ARTÍCULO
►
La palabra es, por excelencia, un llamado al otro;
implica al otro en su estructura, por eso es dirigida, no es sin la presencia del
otro, sea real o imaginada. La palabra, entonces, incluye la responsabilidad de
convocar al otro a ser su destinatario, de eso no puede uno desentenderse. En
este sentido, cuando la palabra se propaga a la velocidad del viento, magnificándose
—claro, hablo de los actuales medios tecnológicos de propagación— el agente de
lo dicho no puede escamotearse en lo infortunado de la reacción, pretendidamente
impulsiva. No hay exculpación, o no debería haberla, puesto que los medios
están al servicio de la irreflexión, ésta no nace con ellos.
Cuando se dice: “oprimí el botón en un momento
irracional, precipitadamente, con la cabeza caliente”, no es distinto a
justificarse bajo el argumento de estar preso de la ira, enceguecido por la
pasión. Aunque se pretenda inimputabilidad con ello, hay un agente responsable
de la reacción desencadenada, hay un sujeto que hay que encontrar tras el
cúmulo de pasiones encendidas. ¿Cómo aparece el sujeto en este torbellino
desenfrenado de afectos sincrónicos? ¿Cómo hacer advenir la subjetivación y la
responsabilidad que le corresponde? La vergüenza es el afecto que, como tal,
implica un mayor compromiso de la relación entre el sujeto y el otro. Solo hay
vergüenza cuando se reconoce al otro como destinatario del acto, en este caso,
del acto de hablar. El declive de la vergüenza, del pudor, es un modo de
habitar el mundo que compromete seriamente el lazo social contemporáneo. El
legado político y social de un presidente de la república que afirmó ante las
cámaras de televisión, con toda desfachatez y sin pudor alguno: “Aquí estoy y
aquí me quedo”, al igual que el proceso político en su contra, televisado, sin
que esto fuera límite alguno en el correcto proceder, ya dejó ver lo que se
cristalizaba como estilo imperativo de gestión pública y política.
Tomemos dos ejemplos recientes (tan solo dos porque
desafortunadamente hay varios, demasiados) del panorama ruidoso de la política
que nos concierne en la vida nacional, y que por sus puntos en común van en la
misma dirección. Hace unos meses hubo mensajes de dos personajes públicos:
El presidente del Congreso, Juan Manuel Corzo, aseguró
públicamente que con su sueldo (16 millones de pesos) no le alcanzaba para la
gasolina de sus camionetas... esto como argumento para validar el hecho de que
ese gasto sea cobijado (o siga siéndolo) por el presupuesto del Congreso, es
decir, costeado por los colombianos. Hubo manifestación y sendos comunicados
criticando decididamente estos enunciados entendidos como afrenta de lo que
puede entenderse como el bien común.
◄
REGISTROS
►
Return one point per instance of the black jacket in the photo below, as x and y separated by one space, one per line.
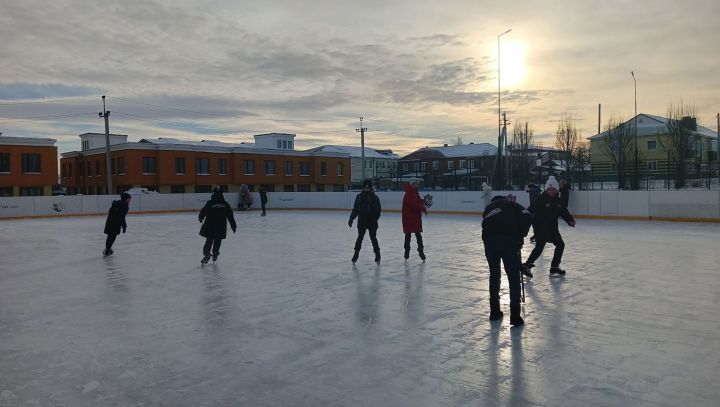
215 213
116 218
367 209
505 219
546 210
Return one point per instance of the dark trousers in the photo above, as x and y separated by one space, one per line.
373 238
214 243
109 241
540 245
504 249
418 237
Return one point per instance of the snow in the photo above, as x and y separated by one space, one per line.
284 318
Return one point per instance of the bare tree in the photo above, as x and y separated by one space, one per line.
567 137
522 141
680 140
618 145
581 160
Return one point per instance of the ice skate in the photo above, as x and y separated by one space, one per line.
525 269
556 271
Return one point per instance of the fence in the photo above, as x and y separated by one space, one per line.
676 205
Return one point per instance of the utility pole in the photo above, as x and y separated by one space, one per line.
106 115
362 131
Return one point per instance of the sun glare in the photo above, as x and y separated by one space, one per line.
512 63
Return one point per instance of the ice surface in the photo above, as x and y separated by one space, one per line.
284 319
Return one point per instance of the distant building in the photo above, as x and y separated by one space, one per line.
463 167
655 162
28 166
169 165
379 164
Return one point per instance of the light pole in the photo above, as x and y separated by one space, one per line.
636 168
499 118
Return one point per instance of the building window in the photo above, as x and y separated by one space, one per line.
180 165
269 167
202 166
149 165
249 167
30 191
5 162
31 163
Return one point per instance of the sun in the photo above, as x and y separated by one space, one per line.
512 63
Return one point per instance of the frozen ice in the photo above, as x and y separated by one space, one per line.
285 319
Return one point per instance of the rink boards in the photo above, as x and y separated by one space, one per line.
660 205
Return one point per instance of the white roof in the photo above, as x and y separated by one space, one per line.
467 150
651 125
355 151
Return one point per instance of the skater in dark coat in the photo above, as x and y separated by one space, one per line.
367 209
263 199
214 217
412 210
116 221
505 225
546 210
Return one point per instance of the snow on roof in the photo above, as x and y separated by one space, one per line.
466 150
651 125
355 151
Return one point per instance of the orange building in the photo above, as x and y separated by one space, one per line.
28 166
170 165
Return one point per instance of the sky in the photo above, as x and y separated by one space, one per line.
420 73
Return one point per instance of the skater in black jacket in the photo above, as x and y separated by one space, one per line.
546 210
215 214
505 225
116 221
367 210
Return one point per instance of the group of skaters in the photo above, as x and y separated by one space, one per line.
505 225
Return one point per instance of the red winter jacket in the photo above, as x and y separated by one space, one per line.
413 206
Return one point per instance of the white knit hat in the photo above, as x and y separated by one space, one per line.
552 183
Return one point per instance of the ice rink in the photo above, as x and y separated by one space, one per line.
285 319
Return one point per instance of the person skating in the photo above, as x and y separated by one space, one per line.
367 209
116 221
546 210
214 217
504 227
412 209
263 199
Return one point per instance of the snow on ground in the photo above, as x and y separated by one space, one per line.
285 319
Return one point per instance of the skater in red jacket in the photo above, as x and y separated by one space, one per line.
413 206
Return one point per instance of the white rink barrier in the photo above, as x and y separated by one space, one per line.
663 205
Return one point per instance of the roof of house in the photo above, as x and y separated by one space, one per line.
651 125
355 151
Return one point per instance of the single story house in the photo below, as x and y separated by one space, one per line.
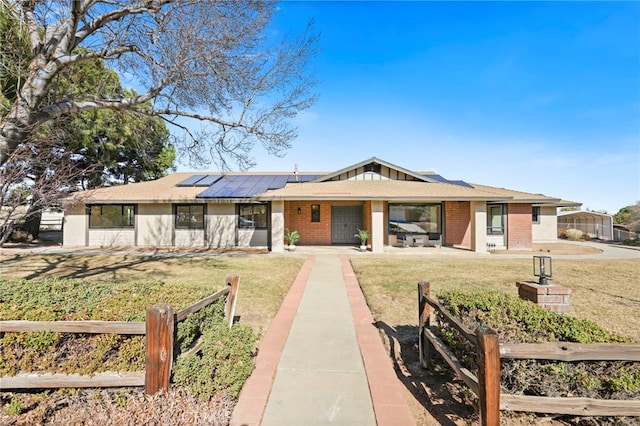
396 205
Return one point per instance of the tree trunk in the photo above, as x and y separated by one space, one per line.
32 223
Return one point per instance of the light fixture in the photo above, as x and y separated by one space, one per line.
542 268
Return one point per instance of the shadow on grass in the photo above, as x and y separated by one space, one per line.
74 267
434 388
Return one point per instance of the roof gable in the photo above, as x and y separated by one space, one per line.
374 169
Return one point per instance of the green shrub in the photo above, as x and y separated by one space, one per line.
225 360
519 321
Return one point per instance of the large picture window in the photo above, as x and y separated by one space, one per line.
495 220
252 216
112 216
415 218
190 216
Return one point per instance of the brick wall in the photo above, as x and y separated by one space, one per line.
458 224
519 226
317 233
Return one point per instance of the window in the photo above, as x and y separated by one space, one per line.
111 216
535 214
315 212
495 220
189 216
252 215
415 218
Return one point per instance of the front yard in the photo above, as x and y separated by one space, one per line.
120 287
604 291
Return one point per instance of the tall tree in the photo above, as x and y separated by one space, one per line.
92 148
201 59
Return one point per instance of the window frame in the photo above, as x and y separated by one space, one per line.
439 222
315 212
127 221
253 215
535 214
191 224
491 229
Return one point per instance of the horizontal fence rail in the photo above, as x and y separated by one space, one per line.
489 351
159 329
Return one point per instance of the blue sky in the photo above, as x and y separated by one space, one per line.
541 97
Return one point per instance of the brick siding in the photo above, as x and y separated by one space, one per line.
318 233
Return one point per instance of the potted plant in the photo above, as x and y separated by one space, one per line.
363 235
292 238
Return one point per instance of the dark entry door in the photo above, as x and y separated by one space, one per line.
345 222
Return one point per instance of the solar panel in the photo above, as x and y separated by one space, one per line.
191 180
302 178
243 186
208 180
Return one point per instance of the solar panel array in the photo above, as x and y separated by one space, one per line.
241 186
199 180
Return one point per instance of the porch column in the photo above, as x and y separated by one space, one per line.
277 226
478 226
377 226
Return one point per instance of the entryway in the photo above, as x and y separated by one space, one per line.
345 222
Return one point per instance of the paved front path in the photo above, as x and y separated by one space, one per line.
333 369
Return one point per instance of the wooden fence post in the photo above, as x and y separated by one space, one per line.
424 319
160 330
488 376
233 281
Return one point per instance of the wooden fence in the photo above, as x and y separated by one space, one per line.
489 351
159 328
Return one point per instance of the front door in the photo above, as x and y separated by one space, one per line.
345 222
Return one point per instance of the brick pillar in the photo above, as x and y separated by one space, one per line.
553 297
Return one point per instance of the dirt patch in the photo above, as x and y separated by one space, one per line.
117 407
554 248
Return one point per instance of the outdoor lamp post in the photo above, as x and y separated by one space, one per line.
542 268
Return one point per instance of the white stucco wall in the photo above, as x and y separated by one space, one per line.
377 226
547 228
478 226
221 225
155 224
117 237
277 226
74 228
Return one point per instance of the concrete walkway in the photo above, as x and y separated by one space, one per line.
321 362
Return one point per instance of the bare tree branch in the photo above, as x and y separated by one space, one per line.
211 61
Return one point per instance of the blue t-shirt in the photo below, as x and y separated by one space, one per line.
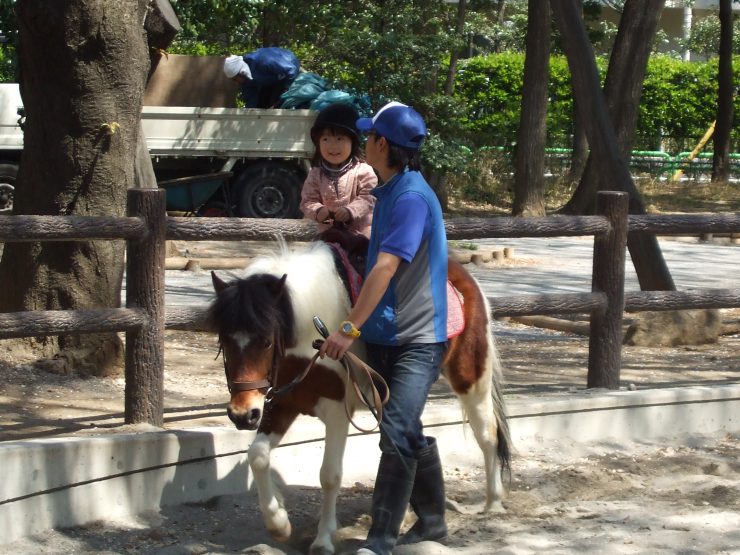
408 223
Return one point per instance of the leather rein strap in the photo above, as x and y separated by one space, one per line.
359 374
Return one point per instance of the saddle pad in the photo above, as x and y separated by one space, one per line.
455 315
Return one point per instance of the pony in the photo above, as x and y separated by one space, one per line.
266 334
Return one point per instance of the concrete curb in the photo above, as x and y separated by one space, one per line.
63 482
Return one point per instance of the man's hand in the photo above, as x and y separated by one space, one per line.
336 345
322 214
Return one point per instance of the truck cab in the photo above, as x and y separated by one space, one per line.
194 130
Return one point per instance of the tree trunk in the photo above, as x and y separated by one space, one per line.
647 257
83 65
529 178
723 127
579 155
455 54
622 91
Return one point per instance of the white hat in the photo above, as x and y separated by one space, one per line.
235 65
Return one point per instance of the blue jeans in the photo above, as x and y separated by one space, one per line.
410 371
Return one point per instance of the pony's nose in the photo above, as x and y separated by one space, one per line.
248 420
◄
OBJETIVO 1
Enumera las expresiones con las que, según el artículo sobre la palabra y la vergüenza, alguien intenta justificar una reacción impulsiva.
OBJETIVO 2
En el artículo sobre la palabra y la vergüenza, ¿qué aseguró públicamente Juan Manuel Corzo?
OBJETIVO 3
Prosigue el artículo sobre la palabra y la vergüenza a partir de su última oración.
Los registros no intervienen en esto.

RESPUESTA 1
- en un momento irracional
- precipitadamente
- con la cabeza caliente
- preso de la ira
- enceguecido por la pasión

RESPUESTA 2
Que con su sueldo de 16 millones de pesos no le alcanzaba para la gasolina de sus camionetas.

RESPUESTA 3
De otra parte, el ex vicepresidente de la Nación,
Francisco Santos, afirmó, frente a la protesta estudiantil contra la reforma a
la educación superior, que debían aplacarse los ímpetus aplicando armas eléctricas,
legalmente concebidas. También, reacciones en contra de una afirmación tan
hueca y necia, por decir lo menos, que no consuena con alguien que ocupó,
inmerecidamente es claro, el cargo político que ostentó durante ocho años.
Por supuesto, por supuesto, hay personas ilustradas,
inteligentes, serias, pensantes, que son convocadas a escuchar esto, a pesar de
la vacuidad de su contenido, de la pobreza de su construcción. De nuevo, la
palabra se dirige al otro y este es su compromiso de base, no hay exculpación
en este sentido.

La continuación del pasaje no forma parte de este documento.